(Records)
BEGIN
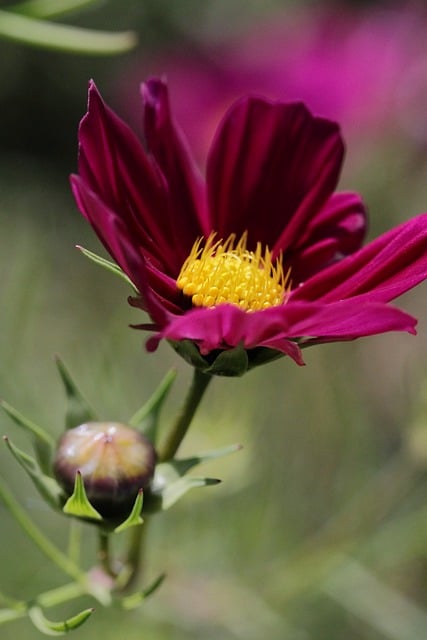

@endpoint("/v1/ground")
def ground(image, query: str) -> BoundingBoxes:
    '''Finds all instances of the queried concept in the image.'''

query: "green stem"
[159,369,212,462]
[98,531,117,579]
[0,582,87,624]
[121,517,148,590]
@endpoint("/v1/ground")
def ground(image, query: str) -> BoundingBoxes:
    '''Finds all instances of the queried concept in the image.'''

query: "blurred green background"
[0,0,427,640]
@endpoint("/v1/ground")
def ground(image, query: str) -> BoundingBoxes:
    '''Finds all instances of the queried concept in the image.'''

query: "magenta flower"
[71,79,427,374]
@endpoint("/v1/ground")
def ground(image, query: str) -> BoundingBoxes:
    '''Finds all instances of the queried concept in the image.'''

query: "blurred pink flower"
[72,79,427,375]
[118,3,427,157]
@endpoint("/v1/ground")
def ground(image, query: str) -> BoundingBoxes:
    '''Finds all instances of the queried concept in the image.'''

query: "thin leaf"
[114,489,144,533]
[7,0,99,18]
[56,356,96,429]
[3,436,62,509]
[0,400,55,473]
[62,471,102,520]
[161,476,221,511]
[0,10,137,56]
[28,606,94,636]
[171,444,242,476]
[77,245,138,293]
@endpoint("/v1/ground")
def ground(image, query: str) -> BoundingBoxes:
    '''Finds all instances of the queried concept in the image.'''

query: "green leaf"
[3,436,62,509]
[77,245,138,293]
[0,400,55,473]
[11,0,99,18]
[121,573,166,611]
[161,476,221,511]
[114,489,144,533]
[28,606,94,636]
[62,471,102,520]
[0,10,137,55]
[129,369,177,445]
[55,356,96,429]
[171,444,242,476]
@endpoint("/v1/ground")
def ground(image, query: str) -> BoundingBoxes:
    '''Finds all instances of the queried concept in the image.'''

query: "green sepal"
[170,340,284,377]
[55,356,96,429]
[121,573,166,611]
[28,605,94,636]
[170,340,211,371]
[171,340,249,377]
[0,400,55,473]
[62,471,102,520]
[114,489,144,533]
[77,245,139,293]
[3,436,62,509]
[205,345,249,377]
[128,369,177,445]
[167,444,242,476]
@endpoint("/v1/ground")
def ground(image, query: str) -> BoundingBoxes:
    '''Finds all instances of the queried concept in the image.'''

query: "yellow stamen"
[176,232,291,311]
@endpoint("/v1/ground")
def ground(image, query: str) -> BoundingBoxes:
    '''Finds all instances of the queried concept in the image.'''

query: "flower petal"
[141,79,210,264]
[284,193,366,284]
[148,300,416,364]
[207,98,343,251]
[71,176,179,327]
[79,82,179,276]
[291,214,427,302]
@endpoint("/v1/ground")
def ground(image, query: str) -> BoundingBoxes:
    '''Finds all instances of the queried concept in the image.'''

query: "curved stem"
[119,518,148,591]
[98,530,117,578]
[159,369,212,462]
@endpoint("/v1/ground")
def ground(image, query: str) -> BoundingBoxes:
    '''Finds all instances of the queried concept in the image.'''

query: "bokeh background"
[0,0,427,640]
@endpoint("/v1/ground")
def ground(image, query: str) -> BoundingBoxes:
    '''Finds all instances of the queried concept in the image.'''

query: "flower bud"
[54,422,156,519]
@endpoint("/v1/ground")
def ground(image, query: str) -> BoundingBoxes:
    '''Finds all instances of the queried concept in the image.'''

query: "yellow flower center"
[176,232,291,311]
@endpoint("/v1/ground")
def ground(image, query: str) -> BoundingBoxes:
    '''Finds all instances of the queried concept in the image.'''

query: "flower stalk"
[159,368,212,462]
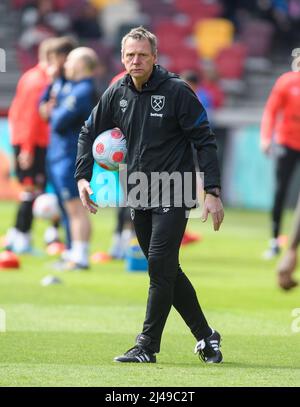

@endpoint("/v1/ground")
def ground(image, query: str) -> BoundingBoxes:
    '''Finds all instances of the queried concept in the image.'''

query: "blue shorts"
[47,157,79,202]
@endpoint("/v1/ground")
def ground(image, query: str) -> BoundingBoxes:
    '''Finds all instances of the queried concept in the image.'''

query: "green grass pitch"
[0,203,300,387]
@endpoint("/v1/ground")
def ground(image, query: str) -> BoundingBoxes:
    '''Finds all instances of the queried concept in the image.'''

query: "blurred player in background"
[277,194,300,290]
[39,36,77,249]
[261,65,300,259]
[43,47,98,270]
[6,39,58,253]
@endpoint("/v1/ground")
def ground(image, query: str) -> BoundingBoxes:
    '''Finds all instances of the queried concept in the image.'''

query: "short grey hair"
[121,26,157,55]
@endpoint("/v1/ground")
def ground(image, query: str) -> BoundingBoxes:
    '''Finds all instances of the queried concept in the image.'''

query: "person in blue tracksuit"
[43,47,98,269]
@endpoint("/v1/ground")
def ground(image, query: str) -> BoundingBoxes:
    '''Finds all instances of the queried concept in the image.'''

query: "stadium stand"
[0,0,300,119]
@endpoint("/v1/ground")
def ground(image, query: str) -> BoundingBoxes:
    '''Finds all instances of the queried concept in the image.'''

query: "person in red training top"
[6,39,52,253]
[261,72,300,259]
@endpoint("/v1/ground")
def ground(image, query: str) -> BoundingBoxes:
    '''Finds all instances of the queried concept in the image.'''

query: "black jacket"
[75,65,220,209]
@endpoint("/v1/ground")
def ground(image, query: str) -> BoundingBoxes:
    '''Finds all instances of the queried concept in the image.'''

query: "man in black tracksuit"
[75,27,224,363]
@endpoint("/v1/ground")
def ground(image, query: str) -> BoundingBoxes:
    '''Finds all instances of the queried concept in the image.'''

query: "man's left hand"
END
> [Aim of the task]: Count the lines in the records above that contain the string "tracksuit", treating uppercase and lowercase as different. Give only the number.

> [Result for this task]: 2